(Named object pointing entries)
BEGIN

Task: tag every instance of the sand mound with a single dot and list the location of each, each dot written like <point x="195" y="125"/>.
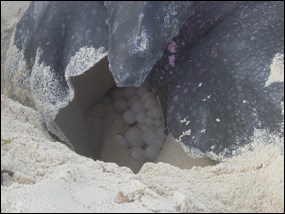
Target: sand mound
<point x="48" y="177"/>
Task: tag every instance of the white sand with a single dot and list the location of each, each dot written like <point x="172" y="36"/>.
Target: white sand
<point x="48" y="177"/>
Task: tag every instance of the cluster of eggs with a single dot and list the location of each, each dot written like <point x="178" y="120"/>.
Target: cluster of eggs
<point x="141" y="111"/>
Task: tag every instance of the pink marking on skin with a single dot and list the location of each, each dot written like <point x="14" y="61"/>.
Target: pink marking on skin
<point x="171" y="46"/>
<point x="171" y="60"/>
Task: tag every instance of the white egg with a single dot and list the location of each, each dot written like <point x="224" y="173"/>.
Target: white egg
<point x="137" y="153"/>
<point x="138" y="107"/>
<point x="160" y="134"/>
<point x="132" y="100"/>
<point x="149" y="121"/>
<point x="151" y="152"/>
<point x="129" y="116"/>
<point x="149" y="103"/>
<point x="149" y="137"/>
<point x="120" y="104"/>
<point x="134" y="137"/>
<point x="141" y="90"/>
<point x="117" y="93"/>
<point x="141" y="117"/>
<point x="129" y="92"/>
<point x="121" y="141"/>
<point x="155" y="112"/>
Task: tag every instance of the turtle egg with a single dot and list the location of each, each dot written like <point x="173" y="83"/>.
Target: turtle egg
<point x="134" y="137"/>
<point x="121" y="140"/>
<point x="155" y="112"/>
<point x="129" y="116"/>
<point x="137" y="153"/>
<point x="138" y="107"/>
<point x="129" y="92"/>
<point x="149" y="103"/>
<point x="151" y="152"/>
<point x="120" y="104"/>
<point x="141" y="90"/>
<point x="141" y="118"/>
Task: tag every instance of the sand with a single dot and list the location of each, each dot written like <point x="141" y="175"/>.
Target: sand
<point x="49" y="177"/>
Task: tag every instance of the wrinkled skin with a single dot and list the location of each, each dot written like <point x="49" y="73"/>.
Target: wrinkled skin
<point x="211" y="74"/>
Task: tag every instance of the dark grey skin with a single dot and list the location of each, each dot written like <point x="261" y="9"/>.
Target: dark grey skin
<point x="221" y="61"/>
<point x="218" y="83"/>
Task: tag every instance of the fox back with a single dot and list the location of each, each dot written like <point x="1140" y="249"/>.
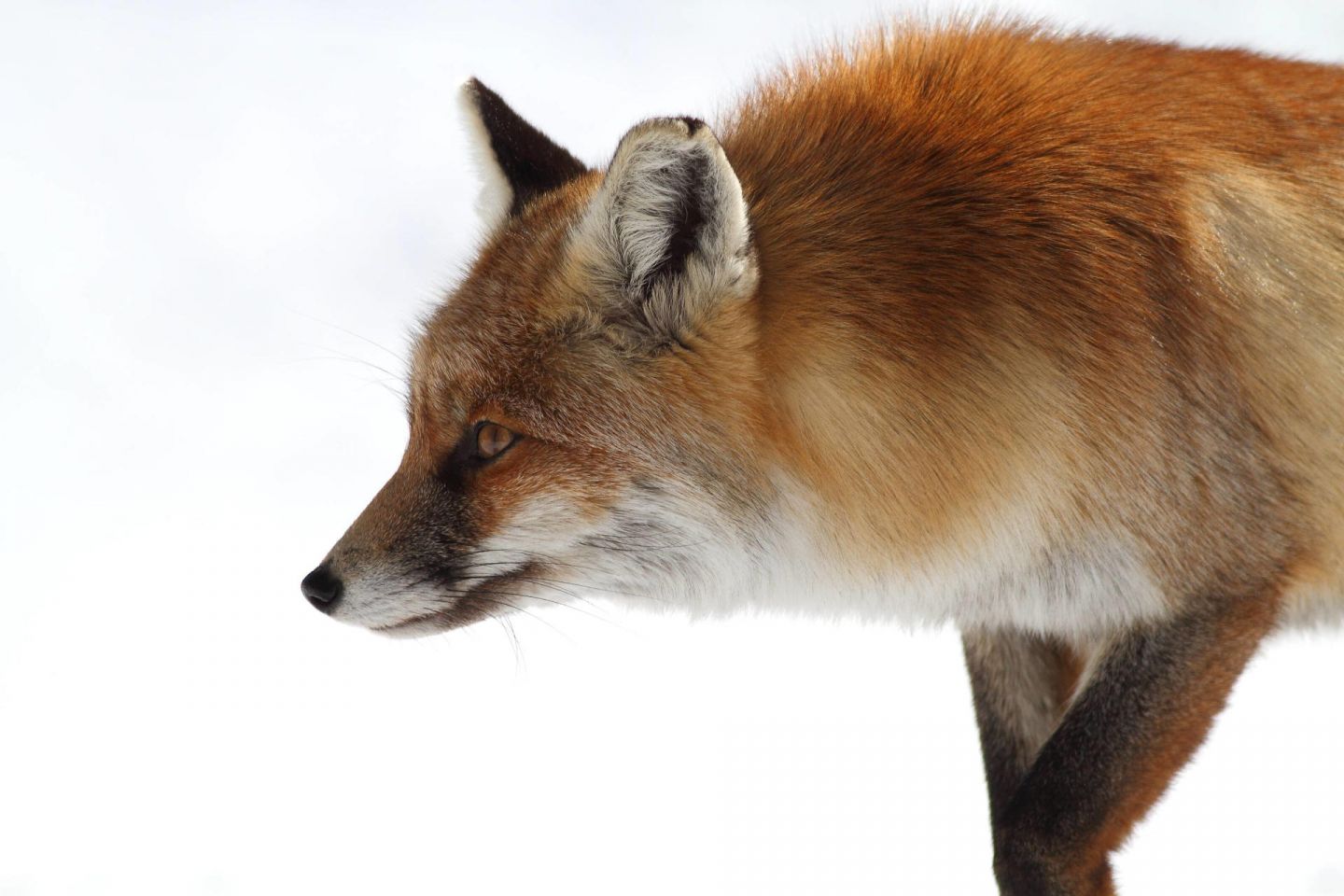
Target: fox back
<point x="1038" y="335"/>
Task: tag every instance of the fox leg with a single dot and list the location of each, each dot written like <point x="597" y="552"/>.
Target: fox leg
<point x="1020" y="684"/>
<point x="1148" y="703"/>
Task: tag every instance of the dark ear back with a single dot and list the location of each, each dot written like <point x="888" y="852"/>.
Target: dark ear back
<point x="525" y="161"/>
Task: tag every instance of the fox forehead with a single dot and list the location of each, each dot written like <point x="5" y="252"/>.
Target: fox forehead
<point x="497" y="343"/>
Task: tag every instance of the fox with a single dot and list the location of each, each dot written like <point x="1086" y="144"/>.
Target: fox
<point x="1029" y="332"/>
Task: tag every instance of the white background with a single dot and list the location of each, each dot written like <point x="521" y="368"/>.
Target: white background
<point x="208" y="217"/>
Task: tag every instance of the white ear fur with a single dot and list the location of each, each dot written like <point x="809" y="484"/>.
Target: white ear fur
<point x="495" y="196"/>
<point x="668" y="227"/>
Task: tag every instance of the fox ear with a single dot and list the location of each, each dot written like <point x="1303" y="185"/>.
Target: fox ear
<point x="668" y="227"/>
<point x="516" y="161"/>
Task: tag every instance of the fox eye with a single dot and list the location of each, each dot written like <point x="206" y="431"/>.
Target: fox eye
<point x="494" y="440"/>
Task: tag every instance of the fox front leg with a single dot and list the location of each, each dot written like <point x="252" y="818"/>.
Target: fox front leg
<point x="1147" y="706"/>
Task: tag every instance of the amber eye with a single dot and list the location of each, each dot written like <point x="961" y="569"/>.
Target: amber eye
<point x="492" y="440"/>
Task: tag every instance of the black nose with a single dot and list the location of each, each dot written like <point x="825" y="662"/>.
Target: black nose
<point x="323" y="589"/>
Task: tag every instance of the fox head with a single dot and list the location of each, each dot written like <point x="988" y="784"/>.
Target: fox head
<point x="585" y="406"/>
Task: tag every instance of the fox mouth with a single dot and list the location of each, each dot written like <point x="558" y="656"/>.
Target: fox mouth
<point x="482" y="601"/>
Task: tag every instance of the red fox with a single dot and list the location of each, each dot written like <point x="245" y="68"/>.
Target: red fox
<point x="1032" y="333"/>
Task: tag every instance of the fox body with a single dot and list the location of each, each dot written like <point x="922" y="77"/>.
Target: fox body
<point x="1038" y="335"/>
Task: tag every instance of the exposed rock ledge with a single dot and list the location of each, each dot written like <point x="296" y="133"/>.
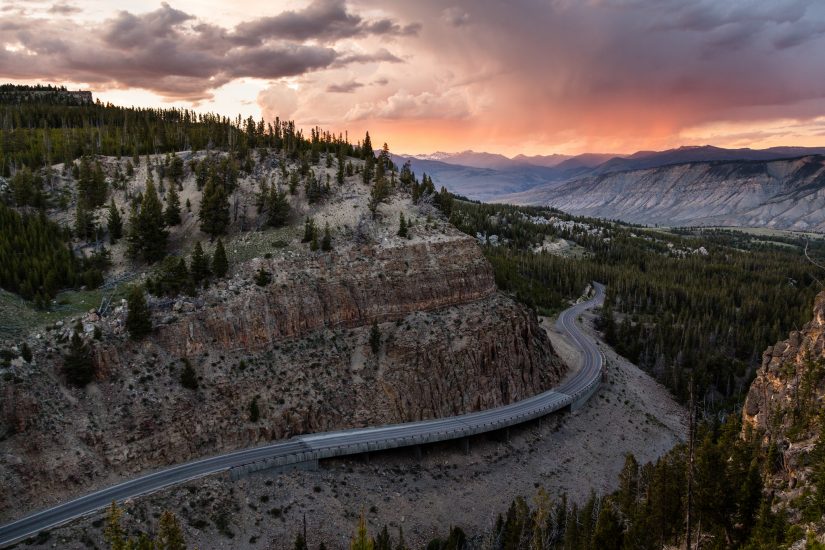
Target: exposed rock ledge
<point x="450" y="344"/>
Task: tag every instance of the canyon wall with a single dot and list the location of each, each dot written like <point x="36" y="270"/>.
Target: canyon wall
<point x="299" y="347"/>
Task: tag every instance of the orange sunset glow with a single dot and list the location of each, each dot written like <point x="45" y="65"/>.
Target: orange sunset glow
<point x="533" y="77"/>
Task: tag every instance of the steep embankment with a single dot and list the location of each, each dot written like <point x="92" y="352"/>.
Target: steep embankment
<point x="450" y="343"/>
<point x="784" y="406"/>
<point x="782" y="194"/>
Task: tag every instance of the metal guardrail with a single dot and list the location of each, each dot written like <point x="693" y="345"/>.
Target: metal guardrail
<point x="308" y="449"/>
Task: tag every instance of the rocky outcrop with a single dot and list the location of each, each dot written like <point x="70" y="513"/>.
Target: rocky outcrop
<point x="784" y="403"/>
<point x="300" y="347"/>
<point x="353" y="288"/>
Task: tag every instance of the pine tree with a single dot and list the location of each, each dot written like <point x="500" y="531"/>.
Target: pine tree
<point x="147" y="236"/>
<point x="170" y="535"/>
<point x="326" y="242"/>
<point x="375" y="337"/>
<point x="254" y="410"/>
<point x="214" y="212"/>
<point x="200" y="265"/>
<point x="115" y="223"/>
<point x="172" y="213"/>
<point x="361" y="540"/>
<point x="84" y="221"/>
<point x="310" y="230"/>
<point x="139" y="319"/>
<point x="26" y="352"/>
<point x="220" y="265"/>
<point x="114" y="533"/>
<point x="339" y="174"/>
<point x="277" y="208"/>
<point x="77" y="363"/>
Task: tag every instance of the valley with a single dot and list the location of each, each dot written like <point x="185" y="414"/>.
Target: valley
<point x="630" y="414"/>
<point x="197" y="310"/>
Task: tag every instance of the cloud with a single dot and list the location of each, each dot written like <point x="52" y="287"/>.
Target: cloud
<point x="450" y="104"/>
<point x="455" y="16"/>
<point x="278" y="100"/>
<point x="623" y="74"/>
<point x="64" y="8"/>
<point x="379" y="56"/>
<point x="323" y="20"/>
<point x="178" y="56"/>
<point x="345" y="87"/>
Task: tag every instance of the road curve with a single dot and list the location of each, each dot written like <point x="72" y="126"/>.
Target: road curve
<point x="570" y="394"/>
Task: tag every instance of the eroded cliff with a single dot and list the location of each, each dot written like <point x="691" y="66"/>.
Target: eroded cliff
<point x="299" y="347"/>
<point x="784" y="407"/>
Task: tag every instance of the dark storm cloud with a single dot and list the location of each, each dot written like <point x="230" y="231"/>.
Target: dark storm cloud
<point x="624" y="67"/>
<point x="176" y="55"/>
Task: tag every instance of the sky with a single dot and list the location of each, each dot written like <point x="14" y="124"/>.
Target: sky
<point x="517" y="76"/>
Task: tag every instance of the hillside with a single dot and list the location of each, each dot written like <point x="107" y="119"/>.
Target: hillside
<point x="780" y="194"/>
<point x="299" y="346"/>
<point x="784" y="408"/>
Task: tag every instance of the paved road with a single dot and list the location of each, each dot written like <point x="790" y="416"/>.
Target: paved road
<point x="571" y="394"/>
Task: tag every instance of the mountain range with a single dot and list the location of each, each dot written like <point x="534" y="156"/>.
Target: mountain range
<point x="780" y="187"/>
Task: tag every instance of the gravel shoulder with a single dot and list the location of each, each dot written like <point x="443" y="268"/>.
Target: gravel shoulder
<point x="573" y="454"/>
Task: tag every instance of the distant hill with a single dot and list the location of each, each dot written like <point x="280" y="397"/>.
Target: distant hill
<point x="781" y="193"/>
<point x="526" y="179"/>
<point x="704" y="153"/>
<point x="484" y="184"/>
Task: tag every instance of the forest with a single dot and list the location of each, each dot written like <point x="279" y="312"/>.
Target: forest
<point x="701" y="303"/>
<point x="45" y="126"/>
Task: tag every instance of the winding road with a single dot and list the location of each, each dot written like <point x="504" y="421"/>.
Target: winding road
<point x="571" y="394"/>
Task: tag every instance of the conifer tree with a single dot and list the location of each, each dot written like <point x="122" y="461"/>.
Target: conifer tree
<point x="326" y="242"/>
<point x="172" y="213"/>
<point x="402" y="226"/>
<point x="26" y="352"/>
<point x="170" y="535"/>
<point x="115" y="223"/>
<point x="310" y="231"/>
<point x="84" y="221"/>
<point x="114" y="533"/>
<point x="339" y="174"/>
<point x="220" y="264"/>
<point x="277" y="208"/>
<point x="139" y="319"/>
<point x="375" y="337"/>
<point x="77" y="363"/>
<point x="254" y="410"/>
<point x="263" y="277"/>
<point x="147" y="236"/>
<point x="361" y="540"/>
<point x="214" y="212"/>
<point x="200" y="265"/>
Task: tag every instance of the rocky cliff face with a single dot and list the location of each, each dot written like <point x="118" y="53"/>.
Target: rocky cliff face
<point x="299" y="347"/>
<point x="782" y="194"/>
<point x="785" y="402"/>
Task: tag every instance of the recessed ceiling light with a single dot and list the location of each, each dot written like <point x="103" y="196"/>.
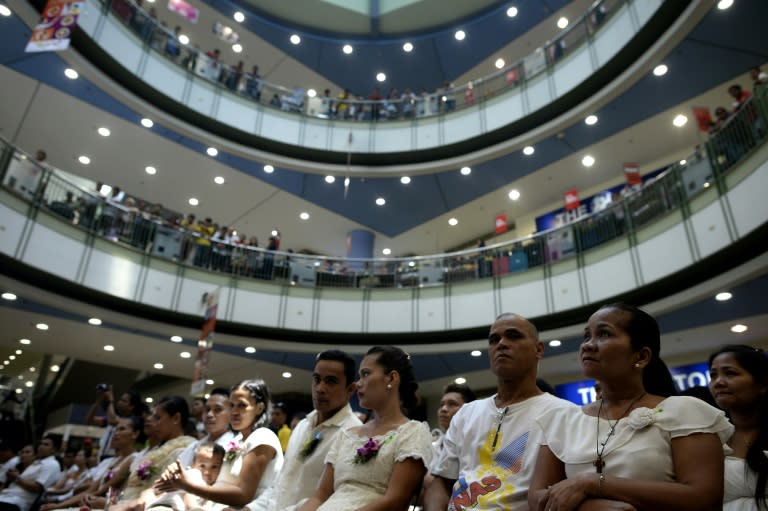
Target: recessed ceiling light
<point x="724" y="296"/>
<point x="680" y="120"/>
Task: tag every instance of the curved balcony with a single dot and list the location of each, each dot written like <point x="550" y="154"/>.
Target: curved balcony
<point x="702" y="217"/>
<point x="555" y="77"/>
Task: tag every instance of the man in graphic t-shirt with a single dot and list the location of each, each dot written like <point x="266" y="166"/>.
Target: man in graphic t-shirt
<point x="490" y="448"/>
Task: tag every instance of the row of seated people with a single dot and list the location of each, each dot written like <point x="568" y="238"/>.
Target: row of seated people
<point x="633" y="448"/>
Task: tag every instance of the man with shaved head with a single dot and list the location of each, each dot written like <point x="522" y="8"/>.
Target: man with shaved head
<point x="490" y="448"/>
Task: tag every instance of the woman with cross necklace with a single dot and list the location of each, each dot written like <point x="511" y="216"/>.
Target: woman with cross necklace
<point x="639" y="447"/>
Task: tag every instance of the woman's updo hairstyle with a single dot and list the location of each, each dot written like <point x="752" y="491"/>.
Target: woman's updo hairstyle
<point x="257" y="389"/>
<point x="643" y="332"/>
<point x="392" y="358"/>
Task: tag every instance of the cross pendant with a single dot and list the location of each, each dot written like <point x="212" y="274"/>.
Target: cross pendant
<point x="599" y="464"/>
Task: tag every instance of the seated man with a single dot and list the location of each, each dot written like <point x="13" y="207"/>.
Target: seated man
<point x="24" y="488"/>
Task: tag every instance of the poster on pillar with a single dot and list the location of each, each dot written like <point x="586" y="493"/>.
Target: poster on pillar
<point x="53" y="31"/>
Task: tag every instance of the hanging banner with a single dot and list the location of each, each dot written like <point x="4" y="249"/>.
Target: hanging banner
<point x="571" y="198"/>
<point x="53" y="31"/>
<point x="205" y="343"/>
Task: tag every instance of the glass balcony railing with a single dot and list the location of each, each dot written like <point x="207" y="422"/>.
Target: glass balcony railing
<point x="161" y="233"/>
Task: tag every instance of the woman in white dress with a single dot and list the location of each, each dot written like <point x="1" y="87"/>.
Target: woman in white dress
<point x="636" y="448"/>
<point x="739" y="384"/>
<point x="379" y="465"/>
<point x="252" y="460"/>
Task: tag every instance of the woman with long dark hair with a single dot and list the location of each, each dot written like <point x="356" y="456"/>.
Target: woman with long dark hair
<point x="739" y="384"/>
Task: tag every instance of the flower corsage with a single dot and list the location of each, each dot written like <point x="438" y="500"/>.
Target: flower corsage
<point x="643" y="417"/>
<point x="310" y="445"/>
<point x="234" y="448"/>
<point x="370" y="449"/>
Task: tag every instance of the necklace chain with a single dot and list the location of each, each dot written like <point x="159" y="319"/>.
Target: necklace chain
<point x="600" y="446"/>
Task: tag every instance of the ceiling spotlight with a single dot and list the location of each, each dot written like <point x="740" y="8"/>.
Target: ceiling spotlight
<point x="680" y="120"/>
<point x="724" y="296"/>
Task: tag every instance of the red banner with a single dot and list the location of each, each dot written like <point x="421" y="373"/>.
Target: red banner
<point x="571" y="198"/>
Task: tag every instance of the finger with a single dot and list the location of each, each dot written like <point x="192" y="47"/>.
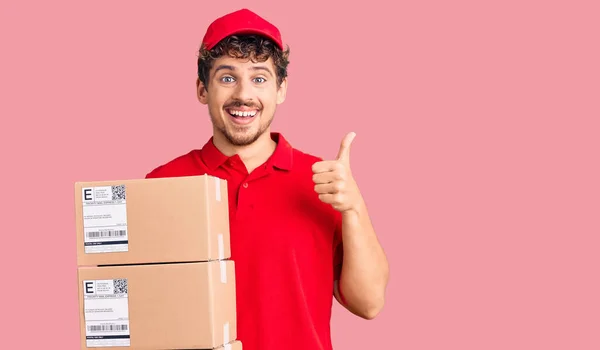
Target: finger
<point x="344" y="152"/>
<point x="324" y="166"/>
<point x="325" y="188"/>
<point x="328" y="198"/>
<point x="325" y="178"/>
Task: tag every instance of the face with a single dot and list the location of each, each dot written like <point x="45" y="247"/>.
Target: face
<point x="242" y="97"/>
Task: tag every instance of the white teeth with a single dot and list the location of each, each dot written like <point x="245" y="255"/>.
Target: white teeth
<point x="243" y="114"/>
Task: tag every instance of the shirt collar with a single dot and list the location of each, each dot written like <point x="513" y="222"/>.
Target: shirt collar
<point x="281" y="158"/>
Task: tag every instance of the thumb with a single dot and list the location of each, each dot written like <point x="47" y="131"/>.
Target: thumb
<point x="344" y="152"/>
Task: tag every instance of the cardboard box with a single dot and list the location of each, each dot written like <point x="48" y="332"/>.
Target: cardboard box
<point x="158" y="306"/>
<point x="180" y="219"/>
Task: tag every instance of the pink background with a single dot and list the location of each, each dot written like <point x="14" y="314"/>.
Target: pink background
<point x="477" y="150"/>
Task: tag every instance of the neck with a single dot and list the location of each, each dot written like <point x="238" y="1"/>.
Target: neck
<point x="252" y="155"/>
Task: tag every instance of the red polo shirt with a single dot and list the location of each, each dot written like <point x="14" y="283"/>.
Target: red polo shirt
<point x="284" y="240"/>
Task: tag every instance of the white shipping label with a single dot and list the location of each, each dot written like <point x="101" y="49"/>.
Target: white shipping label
<point x="106" y="309"/>
<point x="105" y="219"/>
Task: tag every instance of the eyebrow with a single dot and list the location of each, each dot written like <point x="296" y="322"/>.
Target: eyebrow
<point x="228" y="67"/>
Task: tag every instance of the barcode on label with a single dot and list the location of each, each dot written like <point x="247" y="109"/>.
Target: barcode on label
<point x="108" y="328"/>
<point x="101" y="234"/>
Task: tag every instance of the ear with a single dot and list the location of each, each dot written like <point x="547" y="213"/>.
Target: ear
<point x="201" y="91"/>
<point x="282" y="91"/>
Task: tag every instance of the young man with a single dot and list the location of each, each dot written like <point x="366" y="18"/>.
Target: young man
<point x="300" y="231"/>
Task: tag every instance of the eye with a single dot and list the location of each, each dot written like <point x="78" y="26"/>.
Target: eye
<point x="227" y="79"/>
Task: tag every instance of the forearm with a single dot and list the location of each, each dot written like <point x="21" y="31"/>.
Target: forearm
<point x="365" y="270"/>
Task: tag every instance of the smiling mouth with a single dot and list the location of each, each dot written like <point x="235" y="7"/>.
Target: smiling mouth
<point x="242" y="114"/>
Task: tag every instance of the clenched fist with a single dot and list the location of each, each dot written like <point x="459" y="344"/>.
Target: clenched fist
<point x="333" y="179"/>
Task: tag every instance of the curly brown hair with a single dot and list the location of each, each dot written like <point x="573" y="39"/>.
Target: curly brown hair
<point x="254" y="47"/>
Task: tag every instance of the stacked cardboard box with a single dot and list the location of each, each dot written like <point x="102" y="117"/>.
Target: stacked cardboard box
<point x="154" y="265"/>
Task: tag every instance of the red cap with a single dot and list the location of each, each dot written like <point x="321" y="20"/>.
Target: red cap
<point x="242" y="21"/>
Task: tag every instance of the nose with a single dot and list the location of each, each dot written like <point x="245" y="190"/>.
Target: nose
<point x="243" y="91"/>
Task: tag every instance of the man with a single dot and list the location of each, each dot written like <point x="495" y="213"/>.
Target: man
<point x="300" y="231"/>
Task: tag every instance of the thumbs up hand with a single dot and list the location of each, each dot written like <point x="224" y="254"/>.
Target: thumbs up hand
<point x="333" y="179"/>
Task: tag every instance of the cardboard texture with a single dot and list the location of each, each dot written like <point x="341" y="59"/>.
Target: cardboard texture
<point x="180" y="219"/>
<point x="160" y="306"/>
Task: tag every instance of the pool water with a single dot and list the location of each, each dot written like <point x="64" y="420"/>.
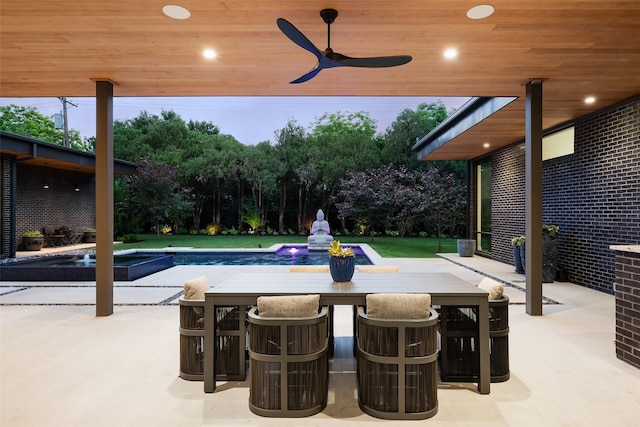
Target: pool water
<point x="286" y="255"/>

END

> [Exercise requirements]:
Reproduce nothing but the lines that run from the line containing "Task: tag every instance of the man with a" through the last line of the records, inclusive. Omit the pictures.

> [Reply]:
Task: tag every instance of the man with a single dot and list the location of each, each dot written like <point x="495" y="213"/>.
Target: man
<point x="300" y="231"/>
Task: tag every instance of the thumbs up hand with a single dot and list the location of each, each dot written like <point x="224" y="254"/>.
Target: thumbs up hand
<point x="333" y="179"/>
Task: tag every instance of the cardboard texture with a single dot and list the location of each, each dot written like <point x="341" y="59"/>.
Target: cardboard texture
<point x="180" y="219"/>
<point x="160" y="306"/>
Task: tag every instance of the pool water with a single dot and list the location of each, each dot written like <point x="64" y="420"/>.
Target: pool water
<point x="286" y="255"/>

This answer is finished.